<<<<

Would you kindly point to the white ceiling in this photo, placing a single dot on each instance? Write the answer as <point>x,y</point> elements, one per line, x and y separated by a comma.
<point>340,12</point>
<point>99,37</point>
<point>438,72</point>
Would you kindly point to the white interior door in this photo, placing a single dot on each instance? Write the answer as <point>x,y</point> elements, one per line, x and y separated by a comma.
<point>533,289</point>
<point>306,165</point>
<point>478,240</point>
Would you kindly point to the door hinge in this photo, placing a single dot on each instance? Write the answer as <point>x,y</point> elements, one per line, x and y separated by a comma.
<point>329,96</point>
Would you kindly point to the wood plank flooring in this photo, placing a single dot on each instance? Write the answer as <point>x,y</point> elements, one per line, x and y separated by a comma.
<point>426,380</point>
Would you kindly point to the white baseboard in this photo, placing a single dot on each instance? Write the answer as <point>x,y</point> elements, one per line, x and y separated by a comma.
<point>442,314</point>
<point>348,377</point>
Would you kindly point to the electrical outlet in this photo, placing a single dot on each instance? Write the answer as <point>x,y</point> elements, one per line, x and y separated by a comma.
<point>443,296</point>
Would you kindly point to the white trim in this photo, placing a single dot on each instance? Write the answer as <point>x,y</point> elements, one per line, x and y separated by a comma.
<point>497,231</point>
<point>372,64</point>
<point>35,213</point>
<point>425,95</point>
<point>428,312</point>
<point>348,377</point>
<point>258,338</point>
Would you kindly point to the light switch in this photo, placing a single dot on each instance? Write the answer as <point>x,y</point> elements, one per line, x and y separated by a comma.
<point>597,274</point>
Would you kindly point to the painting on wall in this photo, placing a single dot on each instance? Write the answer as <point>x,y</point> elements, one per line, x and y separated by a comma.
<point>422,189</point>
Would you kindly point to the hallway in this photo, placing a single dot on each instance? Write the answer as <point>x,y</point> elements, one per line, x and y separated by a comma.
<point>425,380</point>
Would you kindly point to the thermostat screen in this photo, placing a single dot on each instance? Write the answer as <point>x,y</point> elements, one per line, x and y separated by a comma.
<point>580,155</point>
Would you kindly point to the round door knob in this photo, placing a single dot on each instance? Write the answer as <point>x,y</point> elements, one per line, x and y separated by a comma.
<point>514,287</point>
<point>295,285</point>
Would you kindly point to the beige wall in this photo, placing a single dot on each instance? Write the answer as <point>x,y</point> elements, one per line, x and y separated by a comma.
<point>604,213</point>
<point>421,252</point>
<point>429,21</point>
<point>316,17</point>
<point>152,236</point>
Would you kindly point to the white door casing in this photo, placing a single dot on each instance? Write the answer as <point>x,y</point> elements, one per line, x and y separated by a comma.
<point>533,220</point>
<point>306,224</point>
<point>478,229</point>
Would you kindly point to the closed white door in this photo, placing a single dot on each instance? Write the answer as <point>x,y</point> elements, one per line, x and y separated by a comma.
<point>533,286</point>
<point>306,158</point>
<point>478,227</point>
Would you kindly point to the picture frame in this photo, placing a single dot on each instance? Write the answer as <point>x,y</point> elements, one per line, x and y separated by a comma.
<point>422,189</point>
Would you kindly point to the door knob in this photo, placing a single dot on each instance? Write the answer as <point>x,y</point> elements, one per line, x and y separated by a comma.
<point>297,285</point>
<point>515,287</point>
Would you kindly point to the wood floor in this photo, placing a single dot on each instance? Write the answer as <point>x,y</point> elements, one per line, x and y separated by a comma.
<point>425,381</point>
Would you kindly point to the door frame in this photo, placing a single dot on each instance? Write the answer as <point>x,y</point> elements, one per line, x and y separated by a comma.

>>>>
<<<<

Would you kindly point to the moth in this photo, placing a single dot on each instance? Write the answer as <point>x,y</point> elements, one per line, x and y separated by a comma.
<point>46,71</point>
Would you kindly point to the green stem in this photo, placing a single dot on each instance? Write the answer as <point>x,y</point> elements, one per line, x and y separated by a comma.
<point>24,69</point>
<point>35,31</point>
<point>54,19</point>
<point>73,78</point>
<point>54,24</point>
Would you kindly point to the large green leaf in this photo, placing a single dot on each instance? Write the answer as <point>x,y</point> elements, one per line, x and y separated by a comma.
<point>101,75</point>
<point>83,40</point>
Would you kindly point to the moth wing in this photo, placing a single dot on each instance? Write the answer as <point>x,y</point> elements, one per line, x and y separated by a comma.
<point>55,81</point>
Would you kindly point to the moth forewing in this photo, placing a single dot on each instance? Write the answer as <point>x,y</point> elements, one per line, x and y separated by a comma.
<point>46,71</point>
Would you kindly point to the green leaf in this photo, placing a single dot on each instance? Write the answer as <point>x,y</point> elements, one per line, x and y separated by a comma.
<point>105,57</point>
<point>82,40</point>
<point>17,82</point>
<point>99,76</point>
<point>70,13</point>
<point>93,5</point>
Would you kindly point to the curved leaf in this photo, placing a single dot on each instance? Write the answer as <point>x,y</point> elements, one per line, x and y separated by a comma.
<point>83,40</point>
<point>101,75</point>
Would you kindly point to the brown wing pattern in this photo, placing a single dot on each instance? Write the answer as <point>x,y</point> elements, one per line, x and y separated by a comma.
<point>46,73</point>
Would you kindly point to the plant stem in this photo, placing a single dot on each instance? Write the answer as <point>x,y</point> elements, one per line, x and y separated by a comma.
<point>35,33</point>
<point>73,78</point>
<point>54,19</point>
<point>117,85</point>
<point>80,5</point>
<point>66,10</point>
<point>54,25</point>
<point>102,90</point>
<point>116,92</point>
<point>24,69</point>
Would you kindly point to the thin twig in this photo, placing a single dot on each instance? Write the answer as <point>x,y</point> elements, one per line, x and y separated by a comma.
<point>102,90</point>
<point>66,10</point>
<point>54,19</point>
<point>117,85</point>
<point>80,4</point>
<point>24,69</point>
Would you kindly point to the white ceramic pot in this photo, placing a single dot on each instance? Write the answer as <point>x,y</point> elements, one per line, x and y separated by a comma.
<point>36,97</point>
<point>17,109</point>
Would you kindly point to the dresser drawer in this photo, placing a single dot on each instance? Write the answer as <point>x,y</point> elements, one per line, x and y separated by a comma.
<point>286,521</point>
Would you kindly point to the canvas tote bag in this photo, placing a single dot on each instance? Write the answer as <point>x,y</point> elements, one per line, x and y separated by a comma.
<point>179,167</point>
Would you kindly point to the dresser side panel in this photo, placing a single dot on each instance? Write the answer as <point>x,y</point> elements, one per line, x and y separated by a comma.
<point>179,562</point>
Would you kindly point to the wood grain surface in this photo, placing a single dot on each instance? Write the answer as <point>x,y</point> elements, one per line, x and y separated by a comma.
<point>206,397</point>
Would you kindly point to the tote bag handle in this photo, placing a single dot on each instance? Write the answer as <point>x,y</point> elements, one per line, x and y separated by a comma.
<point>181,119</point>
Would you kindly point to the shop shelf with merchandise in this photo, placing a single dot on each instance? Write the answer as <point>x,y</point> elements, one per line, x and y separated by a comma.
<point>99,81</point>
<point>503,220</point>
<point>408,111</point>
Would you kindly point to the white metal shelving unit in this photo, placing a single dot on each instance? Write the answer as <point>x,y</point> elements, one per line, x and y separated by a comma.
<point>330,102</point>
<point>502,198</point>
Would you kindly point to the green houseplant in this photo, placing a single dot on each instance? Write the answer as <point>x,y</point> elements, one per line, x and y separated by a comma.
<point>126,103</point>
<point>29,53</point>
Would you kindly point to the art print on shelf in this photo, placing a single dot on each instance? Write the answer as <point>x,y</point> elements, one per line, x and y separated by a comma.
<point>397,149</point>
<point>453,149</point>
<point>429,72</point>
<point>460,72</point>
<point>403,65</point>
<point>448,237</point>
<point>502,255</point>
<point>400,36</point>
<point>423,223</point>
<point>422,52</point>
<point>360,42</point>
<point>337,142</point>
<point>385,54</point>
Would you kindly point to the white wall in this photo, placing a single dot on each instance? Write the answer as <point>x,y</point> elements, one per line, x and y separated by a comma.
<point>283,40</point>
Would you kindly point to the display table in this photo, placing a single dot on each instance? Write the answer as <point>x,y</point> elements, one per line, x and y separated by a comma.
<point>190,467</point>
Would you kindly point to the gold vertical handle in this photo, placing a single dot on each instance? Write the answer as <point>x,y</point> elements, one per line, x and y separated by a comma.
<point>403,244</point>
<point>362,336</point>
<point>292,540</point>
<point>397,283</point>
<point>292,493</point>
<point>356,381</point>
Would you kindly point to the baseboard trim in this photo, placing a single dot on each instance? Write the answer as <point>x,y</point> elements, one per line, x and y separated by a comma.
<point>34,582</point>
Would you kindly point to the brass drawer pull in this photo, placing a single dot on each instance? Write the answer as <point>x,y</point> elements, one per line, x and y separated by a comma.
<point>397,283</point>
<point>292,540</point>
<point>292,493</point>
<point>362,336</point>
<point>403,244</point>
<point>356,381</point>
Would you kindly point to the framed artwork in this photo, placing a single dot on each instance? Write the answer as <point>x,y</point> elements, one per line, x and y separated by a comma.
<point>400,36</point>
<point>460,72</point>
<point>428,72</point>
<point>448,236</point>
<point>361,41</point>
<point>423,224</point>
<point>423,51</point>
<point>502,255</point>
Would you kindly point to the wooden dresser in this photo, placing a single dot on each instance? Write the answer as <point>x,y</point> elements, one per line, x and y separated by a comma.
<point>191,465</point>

>>>>
<<<<

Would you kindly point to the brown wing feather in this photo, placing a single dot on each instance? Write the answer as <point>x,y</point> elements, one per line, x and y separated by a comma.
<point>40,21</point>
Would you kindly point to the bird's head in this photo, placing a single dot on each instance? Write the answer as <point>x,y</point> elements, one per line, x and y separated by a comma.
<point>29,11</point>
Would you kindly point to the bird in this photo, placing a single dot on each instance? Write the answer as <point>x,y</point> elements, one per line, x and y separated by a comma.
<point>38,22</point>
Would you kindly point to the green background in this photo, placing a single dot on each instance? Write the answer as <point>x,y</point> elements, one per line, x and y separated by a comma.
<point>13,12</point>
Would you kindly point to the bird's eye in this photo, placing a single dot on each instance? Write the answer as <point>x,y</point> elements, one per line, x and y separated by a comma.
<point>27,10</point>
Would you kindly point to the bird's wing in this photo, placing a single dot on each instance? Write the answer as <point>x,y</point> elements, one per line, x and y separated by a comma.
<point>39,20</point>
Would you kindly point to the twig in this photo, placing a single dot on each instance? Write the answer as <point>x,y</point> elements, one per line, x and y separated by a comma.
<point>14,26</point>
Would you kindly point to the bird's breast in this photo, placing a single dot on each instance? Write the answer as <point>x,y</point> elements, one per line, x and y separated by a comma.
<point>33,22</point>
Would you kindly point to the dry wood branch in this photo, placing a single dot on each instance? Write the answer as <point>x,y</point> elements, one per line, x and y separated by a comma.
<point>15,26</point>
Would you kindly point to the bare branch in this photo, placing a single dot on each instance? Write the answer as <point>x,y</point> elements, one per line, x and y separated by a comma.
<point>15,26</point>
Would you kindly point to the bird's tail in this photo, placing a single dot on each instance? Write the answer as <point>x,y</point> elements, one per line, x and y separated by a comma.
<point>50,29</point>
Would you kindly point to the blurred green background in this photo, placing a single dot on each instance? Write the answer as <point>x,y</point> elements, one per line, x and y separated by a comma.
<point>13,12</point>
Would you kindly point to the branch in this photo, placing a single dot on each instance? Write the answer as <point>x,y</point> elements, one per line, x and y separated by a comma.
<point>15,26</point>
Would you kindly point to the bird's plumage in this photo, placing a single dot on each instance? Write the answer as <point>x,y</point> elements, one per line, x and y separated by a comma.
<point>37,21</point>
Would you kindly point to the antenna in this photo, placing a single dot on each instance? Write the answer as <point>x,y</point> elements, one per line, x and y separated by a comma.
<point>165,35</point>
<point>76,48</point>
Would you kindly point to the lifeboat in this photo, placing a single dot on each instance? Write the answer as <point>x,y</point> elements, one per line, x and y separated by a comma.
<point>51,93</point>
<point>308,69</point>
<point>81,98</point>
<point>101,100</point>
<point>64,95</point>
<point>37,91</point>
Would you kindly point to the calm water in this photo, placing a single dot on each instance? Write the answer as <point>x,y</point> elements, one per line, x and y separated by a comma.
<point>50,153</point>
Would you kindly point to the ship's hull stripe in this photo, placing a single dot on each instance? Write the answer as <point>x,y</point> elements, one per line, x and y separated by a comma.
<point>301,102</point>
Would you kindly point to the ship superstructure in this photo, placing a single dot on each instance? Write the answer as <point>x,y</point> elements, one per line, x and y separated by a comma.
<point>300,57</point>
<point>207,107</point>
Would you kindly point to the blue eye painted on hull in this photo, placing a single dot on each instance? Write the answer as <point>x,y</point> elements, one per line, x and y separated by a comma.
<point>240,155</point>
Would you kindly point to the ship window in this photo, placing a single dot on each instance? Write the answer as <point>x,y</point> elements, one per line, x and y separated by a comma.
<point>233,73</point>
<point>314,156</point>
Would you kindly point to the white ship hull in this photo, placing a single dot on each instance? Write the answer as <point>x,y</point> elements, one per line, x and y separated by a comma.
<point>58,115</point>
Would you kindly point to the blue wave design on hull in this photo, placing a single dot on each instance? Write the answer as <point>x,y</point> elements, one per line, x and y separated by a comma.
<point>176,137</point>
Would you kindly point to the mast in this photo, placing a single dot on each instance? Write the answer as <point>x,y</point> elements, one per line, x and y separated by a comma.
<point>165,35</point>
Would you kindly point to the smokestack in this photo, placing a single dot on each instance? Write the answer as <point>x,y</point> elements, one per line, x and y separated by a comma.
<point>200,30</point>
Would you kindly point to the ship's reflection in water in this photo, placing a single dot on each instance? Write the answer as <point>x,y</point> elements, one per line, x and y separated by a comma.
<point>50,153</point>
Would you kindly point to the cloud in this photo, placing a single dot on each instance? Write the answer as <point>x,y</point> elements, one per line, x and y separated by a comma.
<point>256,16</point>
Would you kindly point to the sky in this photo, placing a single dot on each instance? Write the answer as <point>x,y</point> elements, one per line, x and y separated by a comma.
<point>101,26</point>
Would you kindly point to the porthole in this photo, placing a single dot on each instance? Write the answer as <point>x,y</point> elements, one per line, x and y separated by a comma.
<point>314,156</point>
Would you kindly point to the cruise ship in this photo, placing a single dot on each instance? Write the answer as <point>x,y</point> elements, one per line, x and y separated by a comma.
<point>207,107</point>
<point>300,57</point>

>>>>

» **BRIEF**
Rewrite the records from the line that has "Would you kindly point to the white ceiling" through the line that has "<point>426,380</point>", replacing each "kindly" with "please" and leaving everything else unchanged.

» **OUTPUT**
Would you please point to the white ceiling in this photo, placing a single dot on each instance? Write the answer as <point>x,y</point> elements, one per line, x and y separated by a comma.
<point>340,12</point>
<point>99,37</point>
<point>438,72</point>
Would you please point to the white interior door in this photo, placing a single dot on each instance? Write the answer as <point>x,y</point> elements, one per line, x and y separated by a comma.
<point>533,289</point>
<point>306,165</point>
<point>478,240</point>
Would you please point to the door hinge in this photo, placing a single dot on each instance? Write the answer as <point>x,y</point> elements, one per line, x and y separated by a comma.
<point>329,96</point>
Would you please point to the wood plank flooring in this photo, placing a single dot on each instance? Write the answer as <point>x,y</point> elements, one per line, x and y separated by a comma.
<point>426,380</point>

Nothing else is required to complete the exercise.